**Questões**
1. De acordo com o texto-fonte, quem compôs a música do filme Eu, Emmanuelle?
2. Atualize o texto-fonte de "A música composta" a "ironia, não prazer.", reescrevendo esse trecho com "partitura" trocado por "trilha sonora".

##### Texto-fonte

Enquanto se distancia das convenções narrativas lineares, o filme constrói uma jornada interior tortuosa e difícil de decifrar. Isso não é acidente: o roteiro, assinado por Canevari, Giuseppe Mangione e Graziella Di Prospero, nasce da adaptação do conto Disintegrazione ’68, que nunca chegou a ser publicado isoladamente. Graziella fornece à obra uma espinha dorsal literária dilatada, onde as emoções se acumulam aos pedaços, e a lógica dos acontecimentos dá lugar à lógica do desespero. Mais do que um drama sobre liberdade sexual, Eu, Emmanuelle revela, através do olhar de sua protagonista, a exaustão sentimental de uma mulher desgastada por vínculos rasos e desencanto persistente.

O afastamento da protagonista em relação ao mundo não vem apenas das escolhas dramáticas, mas também da maneira como Canevari encena sua história. O uso de zooms, cortes bruscos e enquadramentos que se fixam em objetos banais reforça a atmosfera de instabilidade. A crítica britânica da época, como a publicada no Monthly Film Bulletin, chegou a considerar o filme risível por sua “pretensão artística”. Mas sob essa superfície errática, existe uma escolha consciente: mostrar que os espaços que Emmanuelle ocupa — apartamentos, automóveis, vitrines — não são lugares de descanso, mas de desgaste.

A música composta por Gianni Ferrio traz temas específicos para os homens que circulam pela vida de Emmanuelle, e pontua o desgaste emocional sem a necessidade de exposição direta. É uma partitura melancólica, onde está a lembrança de que nenhuma das conexões é legítima. Erika Blanc, por sua vez, não seduz — ela inquieta. Sua performance como Emmanuelle é feita de cortes secos entre vulnerabilidade e desprezo, e mesmo em suas cenas de nudez há desconforto e ironia, não prazer.

##########
##### Dados fornecidos

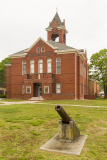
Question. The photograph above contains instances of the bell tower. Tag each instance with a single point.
(56, 31)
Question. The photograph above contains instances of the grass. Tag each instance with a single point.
(25, 128)
(11, 100)
(97, 102)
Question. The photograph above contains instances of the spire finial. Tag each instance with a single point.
(56, 10)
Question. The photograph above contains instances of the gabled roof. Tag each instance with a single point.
(2, 85)
(37, 41)
(57, 18)
(59, 46)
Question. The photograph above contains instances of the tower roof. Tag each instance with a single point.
(57, 18)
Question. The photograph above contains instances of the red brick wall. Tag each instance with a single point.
(89, 97)
(8, 82)
(66, 78)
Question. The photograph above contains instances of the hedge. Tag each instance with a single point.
(2, 96)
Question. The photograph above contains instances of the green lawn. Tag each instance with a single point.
(97, 102)
(25, 128)
(11, 100)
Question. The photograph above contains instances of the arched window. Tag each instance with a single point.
(24, 67)
(40, 66)
(49, 66)
(37, 49)
(58, 65)
(42, 49)
(32, 66)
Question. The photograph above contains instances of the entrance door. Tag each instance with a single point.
(39, 89)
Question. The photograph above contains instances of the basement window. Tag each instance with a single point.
(28, 89)
(38, 49)
(46, 89)
(42, 49)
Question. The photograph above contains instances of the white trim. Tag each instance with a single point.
(18, 55)
(47, 65)
(28, 87)
(56, 66)
(83, 87)
(75, 76)
(22, 88)
(44, 49)
(58, 88)
(22, 67)
(44, 89)
(37, 49)
(33, 66)
(37, 42)
(42, 65)
(70, 51)
(7, 65)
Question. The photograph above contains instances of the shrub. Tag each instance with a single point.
(2, 96)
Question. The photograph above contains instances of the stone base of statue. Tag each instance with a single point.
(68, 132)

##########

**Respostas**
1. Gianni Ferrio.

2.
A música composta por Gianni Ferrio traz temas específicos para os homens que circulam pela vida de Emmanuelle, e pontua o desgaste emocional sem a necessidade de exposição direta. É uma trilha sonora melancólica, onde está a lembrança de que nenhuma das conexões é legítima. Erika Blanc, por sua vez, não seduz — ela inquieta. Sua performance como Emmanuelle é feita de cortes secos entre vulnerabilidade e desprezo, e mesmo em suas cenas de nudez há desconforto e ironia, não prazer.